* Excerpt *
:::::

Notwithstanding the foregoing, no “Cause” for termination shall be deemed to exist with respect to Employee’s act or failure to act as described in clauses (D) or (E) above, unless the Employer shall have given written notice to Employee setting forth the act or failure to act of Employee that gives rise to the “Cause” and, within a period of time of thirty days after receiving such notice, Employee shall not have cured the act or failure to act which gives rise to such “Cause.”
 
(b) Termination by the Employee.
 
The Employee may terminate his employment under this Agreement prior to the end of the Term of this Agreement for (i) Good Reason, or (ii) as approved by the Board. In the event that the Employee terminates his employment without Good Reason, the Employee shall have no right to receive compensation or other benefits, including payment of legal fees and expenses incurred (with exception of paragraph 13), for any period after the Termination Date except as otherwise required by law.
 
The Employee’s entitlement to indemnification under Paragraph 13 of the Agreement, entitled “Indemnification”, is unaffected by any termination of employment except for a termination for Cause related to the claim with respect to which indemnification is sought.

:::::

* Recorded data *
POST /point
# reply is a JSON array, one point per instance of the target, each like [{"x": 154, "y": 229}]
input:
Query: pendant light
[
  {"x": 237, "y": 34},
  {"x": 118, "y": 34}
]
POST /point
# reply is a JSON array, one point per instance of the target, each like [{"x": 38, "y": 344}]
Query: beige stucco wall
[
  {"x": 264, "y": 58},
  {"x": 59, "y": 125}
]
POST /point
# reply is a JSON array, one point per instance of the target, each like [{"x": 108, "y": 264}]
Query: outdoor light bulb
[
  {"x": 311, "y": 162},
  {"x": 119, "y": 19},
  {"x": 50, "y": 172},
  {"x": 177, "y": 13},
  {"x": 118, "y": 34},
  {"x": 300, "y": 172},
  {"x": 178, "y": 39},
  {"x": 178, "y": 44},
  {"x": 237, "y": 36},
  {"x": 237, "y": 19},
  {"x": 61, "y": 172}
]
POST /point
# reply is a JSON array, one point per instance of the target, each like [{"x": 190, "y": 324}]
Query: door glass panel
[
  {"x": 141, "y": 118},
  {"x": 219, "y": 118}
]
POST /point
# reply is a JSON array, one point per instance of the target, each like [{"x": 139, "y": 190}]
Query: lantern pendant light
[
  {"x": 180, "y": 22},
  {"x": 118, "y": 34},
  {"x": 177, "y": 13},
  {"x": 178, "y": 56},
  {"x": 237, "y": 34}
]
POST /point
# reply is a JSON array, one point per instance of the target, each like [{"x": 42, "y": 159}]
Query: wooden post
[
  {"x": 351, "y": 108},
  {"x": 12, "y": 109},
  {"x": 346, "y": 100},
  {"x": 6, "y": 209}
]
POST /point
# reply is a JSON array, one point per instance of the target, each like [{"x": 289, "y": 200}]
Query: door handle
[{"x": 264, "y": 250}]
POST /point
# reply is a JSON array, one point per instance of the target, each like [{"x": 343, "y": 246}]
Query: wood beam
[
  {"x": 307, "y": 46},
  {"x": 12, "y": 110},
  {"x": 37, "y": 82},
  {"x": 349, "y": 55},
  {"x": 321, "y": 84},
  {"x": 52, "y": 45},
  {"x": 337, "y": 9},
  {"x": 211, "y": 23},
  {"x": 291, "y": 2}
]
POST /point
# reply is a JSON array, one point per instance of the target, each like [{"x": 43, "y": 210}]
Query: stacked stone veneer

:::::

* Requests *
(a) According to the employment agreement excerpt, how long does the Employee have to cure the act or failure to act after receiving the Employer's written notice?
(b) Reproduce the part of the employment agreement excerpt that opens with the words containing "(b) Termination by the" and closes with "indemnification is sought.".
The items are separate material from the employment agreement excerpt.

* The results *
(a) Thirty days.

(b)
(b) Termination by the Employee.
 
The Employee may terminate his employment under this Agreement prior to the end of the Term of this Agreement for (i) Good Reason, or (ii) as approved by the Board. In the event that the Employee terminates his employment without Good Reason, the Employee shall have no right to receive compensation or other benefits, including payment of legal fees and expenses incurred (with exception of paragraph 13), for any period after the Termination Date except as otherwise required by law.
 
The Employee’s entitlement to indemnification under Paragraph 13 of the Agreement, entitled “Indemnification”, is unaffected by any termination of employment except for a termination for Cause related to the claim with respect to which indemnification is sought.